◆ Problems:
1: From the Spark streaming post, write out the passage that begins at the words "I'm using structured" and stops after "this better later)".
2: What version of Spark is the Spark streaming post using for structured streaming?

◆ Source:
----------------

Hi All,

I'm using structured streaming in Spark 2.2.

I'm using PySpark and I have data (from a Kafka publisher) where the timestamp is a float that looks like this:  1379288667.631940

So here's my code (which is working fine) 

# SUBSCRIBE: Setup connection to Kafka Stream 
raw_data = spark.readStream.format('kafka') \
  .option('kafka.bootstrap.servers', 'localhost:9092') \
  .option('subscribe', 'dns') \
  .option('startingOffsets', 'latest') \

# ETL: Hardcoded Schema for DNS records (do this better later)
from pyspark.sql.types import StructType, StringType, BooleanType, IntegerType, FloatType
from pyspark.sql.functions import from_json, to_json, col, struct

dns_schema = StructType() \
    .add('ts', FloatType()) \
    .add('uid', StringType()) \
    .add('id.orig_h', StringType()) \

# ETL: Convert raw data into parsed and proper typed data
from pyspark.sql.functions import col, length, to_timestamp

parsed_data = raw_data \
  .select(from_json(col("value").cast("string"), dns_schema).alias('data')) \

# Convert Bro IDS time to an actual TimeStamp type
from pyspark.sql.functions import udf
import datetime
my_udf = udf(lambda x: datetime.datetime.fromtimestamp(float(x)), TimestampType())
parsed_data_with_dt = parsed_data.withColumn('dt', my_udf('ts'))

# Then a writestream later...

Okay so all this code works fine (the 'dt' field has exactly what I want)... but I'll be streaming in a lot of data.... so here's the questions:

- Will the creation of a new dataframe withColumn basically kill performance?
- Should I move my UDF into the parsed_data.select(...)  part?
- Can my UDF be done by spark.sql directly? (I tried to_timestamp but without luck)

Any suggestions/pointers are greatly appreciated.

-Brian Wylie

----------------

Dataset excerpts on object pointing
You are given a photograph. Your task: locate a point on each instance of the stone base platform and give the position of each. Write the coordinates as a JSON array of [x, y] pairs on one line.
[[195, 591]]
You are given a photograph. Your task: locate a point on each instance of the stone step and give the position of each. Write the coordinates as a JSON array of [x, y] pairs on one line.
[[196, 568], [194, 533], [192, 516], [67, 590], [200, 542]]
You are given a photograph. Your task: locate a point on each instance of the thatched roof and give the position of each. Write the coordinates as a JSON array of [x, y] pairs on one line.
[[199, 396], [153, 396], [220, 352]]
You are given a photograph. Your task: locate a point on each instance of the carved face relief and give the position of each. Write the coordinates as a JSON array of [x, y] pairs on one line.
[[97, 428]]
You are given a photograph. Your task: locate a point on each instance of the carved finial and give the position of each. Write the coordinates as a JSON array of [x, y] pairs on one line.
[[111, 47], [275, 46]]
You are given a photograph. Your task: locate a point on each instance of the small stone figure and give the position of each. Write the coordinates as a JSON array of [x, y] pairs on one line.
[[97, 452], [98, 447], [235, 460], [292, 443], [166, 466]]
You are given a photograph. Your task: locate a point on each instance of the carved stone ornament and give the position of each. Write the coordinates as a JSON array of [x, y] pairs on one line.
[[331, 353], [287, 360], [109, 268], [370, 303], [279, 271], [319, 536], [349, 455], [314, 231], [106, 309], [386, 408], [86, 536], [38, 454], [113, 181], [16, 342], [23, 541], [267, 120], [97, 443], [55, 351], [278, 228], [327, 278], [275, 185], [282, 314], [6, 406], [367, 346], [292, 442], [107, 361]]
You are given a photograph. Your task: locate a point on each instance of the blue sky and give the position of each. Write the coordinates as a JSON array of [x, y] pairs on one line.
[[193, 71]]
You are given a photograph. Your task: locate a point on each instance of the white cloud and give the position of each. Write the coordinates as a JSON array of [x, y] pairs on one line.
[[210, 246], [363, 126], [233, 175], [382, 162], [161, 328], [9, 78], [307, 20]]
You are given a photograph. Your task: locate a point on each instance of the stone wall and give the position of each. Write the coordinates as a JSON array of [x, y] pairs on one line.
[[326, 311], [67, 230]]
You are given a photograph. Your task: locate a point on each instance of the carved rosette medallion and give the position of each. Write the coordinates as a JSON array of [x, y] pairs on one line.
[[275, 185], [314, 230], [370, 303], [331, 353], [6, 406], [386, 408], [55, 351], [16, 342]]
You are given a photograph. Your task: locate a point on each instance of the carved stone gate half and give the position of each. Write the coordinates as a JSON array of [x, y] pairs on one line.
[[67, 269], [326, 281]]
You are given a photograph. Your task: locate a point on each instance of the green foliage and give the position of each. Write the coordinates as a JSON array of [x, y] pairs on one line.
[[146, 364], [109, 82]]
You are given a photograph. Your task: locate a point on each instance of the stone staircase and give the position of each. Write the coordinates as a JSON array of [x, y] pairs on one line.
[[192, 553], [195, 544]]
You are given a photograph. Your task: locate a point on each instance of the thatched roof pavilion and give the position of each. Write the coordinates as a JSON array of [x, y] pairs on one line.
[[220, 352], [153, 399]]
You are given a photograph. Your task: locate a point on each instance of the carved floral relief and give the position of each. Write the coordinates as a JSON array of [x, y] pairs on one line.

----------------

◆ Completed exercise:
1:
I'm using structured streaming in Spark 2.2.

I'm using PySpark and I have data (from a Kafka publisher) where the timestamp is a float that looks like this:  1379288667.631940

So here's my code (which is working fine) 

# SUBSCRIBE: Setup connection to Kafka Stream 
raw_data = spark.readStream.format('kafka') \
  .option('kafka.bootstrap.servers', 'localhost:9092') \
  .option('subscribe', 'dns') \
  .option('startingOffsets', 'latest') \

# ETL: Hardcoded Schema for DNS records (do this better later)

2: Spark 2.2